**Your instructions:**
Lay out every line of the listing below as a numbered list, leaving out any blank lines.

==== Supplied information ====

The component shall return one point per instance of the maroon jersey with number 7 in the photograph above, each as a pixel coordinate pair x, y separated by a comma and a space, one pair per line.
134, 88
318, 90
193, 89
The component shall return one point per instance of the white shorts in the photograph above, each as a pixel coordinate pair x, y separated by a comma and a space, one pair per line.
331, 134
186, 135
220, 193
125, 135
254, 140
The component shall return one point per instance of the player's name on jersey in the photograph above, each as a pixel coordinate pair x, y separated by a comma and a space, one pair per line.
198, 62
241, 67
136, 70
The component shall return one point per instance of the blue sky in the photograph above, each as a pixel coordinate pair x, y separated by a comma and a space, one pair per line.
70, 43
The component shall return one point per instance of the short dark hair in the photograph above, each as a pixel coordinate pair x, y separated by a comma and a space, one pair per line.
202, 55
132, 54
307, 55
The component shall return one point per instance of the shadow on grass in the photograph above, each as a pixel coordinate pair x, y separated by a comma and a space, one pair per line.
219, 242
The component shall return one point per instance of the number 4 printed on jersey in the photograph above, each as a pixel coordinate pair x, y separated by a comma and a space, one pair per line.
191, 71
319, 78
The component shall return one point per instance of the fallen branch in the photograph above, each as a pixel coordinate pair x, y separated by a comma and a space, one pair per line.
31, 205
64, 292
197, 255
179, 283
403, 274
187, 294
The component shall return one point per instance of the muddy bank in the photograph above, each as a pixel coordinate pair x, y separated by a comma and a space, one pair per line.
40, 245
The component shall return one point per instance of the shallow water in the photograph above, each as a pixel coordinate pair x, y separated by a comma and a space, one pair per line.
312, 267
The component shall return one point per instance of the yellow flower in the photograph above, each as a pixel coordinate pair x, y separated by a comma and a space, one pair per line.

====

**Exercise solution:**
1. The component shall return one point per instance of the maroon jersey with number 7 in the photograph above, each as a pixel coordinate pair x, y separated by a comma and a space, one pair per line.
2. 134, 88
3. 318, 90
4. 193, 89
5. The component shall return one point per instance of the white shorts in the photograph above, each as a pixel coordinate pair x, y separated by a comma and a space, one pair per line.
6. 331, 134
7. 186, 135
8. 220, 193
9. 125, 135
10. 254, 140
11. The component shall return one point per instance of the player's name on jersey in the photograph above, each as a pixel coordinate pair x, y separated by a comma and a space, one pair per line.
12. 198, 62
13. 241, 67
14. 136, 70
15. The component shall return one point per instance of the blue sky in the photograph above, each as a pixel coordinate pair x, y separated by a comma and a space, one pair per line.
16. 70, 43
17. The component shall return one point per instance of the short dark hair in the photograph above, each as a pixel coordinate pair x, y separated by a comma and a space, one pair per line.
18. 202, 55
19. 132, 54
20. 307, 55
21. The component shall return one point per instance of the shadow on grass in the photograph above, each as a pixel coordinate pair x, y separated by a comma and a space, one pair per line.
22. 219, 242
23. The component shall return one point per instance of the number 4 printed on jersey in the photograph above, each as a pixel coordinate pair x, y separated by a comma and a space, one pair per line.
24. 191, 71
25. 319, 78
26. The component shall return one point per instance of the fallen branch in the photograph above, each as a pixel coordinate pair x, y separated by a comma and a space, one pair per line.
27. 31, 205
28. 64, 292
29. 197, 255
30. 179, 283
31. 403, 274
32. 187, 294
33. The component shall return one point per instance of the muddy bank in the photograph above, each as a pixel coordinate pair x, y separated by a comma and a space, one pair per line.
34. 40, 245
35. The component shall return one point per instance of the shallow water in the photograph above, each as a pixel coordinate pair x, y separated by a comma and a space, one pair per line.
36. 312, 267
37. The component shall return one point per instance of the yellow flower in the photograph above, each as a pixel coordinate pair x, y separated by a comma and a space, one pair per line.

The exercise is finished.